** Exercise brief **
Pull every line containing "jacket" from the data.

** Source data **
BEGIN
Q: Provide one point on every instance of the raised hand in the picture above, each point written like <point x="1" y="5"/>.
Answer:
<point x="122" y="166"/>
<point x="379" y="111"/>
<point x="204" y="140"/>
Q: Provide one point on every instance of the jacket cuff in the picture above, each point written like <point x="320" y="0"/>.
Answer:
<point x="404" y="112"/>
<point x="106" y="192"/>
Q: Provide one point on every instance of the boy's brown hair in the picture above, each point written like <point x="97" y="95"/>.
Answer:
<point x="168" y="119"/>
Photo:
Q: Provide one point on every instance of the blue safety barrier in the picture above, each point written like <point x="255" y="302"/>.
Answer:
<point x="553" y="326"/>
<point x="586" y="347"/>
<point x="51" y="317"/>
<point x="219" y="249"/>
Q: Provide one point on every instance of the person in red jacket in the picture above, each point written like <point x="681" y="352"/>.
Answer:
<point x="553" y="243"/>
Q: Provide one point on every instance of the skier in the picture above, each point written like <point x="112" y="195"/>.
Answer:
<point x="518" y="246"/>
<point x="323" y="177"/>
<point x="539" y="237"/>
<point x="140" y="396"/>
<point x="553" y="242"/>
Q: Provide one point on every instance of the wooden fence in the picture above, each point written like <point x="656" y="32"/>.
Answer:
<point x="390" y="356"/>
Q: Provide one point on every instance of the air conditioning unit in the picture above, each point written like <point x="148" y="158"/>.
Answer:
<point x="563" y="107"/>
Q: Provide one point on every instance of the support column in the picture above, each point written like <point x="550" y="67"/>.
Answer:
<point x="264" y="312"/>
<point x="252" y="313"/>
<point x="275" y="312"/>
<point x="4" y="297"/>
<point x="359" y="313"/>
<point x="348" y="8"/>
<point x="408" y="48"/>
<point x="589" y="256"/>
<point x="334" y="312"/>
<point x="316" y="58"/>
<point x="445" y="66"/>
END
** Result below **
Q: Provide one point on every instance of the jacket cuff in the picture above, each point written like <point x="320" y="0"/>.
Q: Provide one point on every instance of the person in red jacket in the picture above, each point written like <point x="681" y="352"/>.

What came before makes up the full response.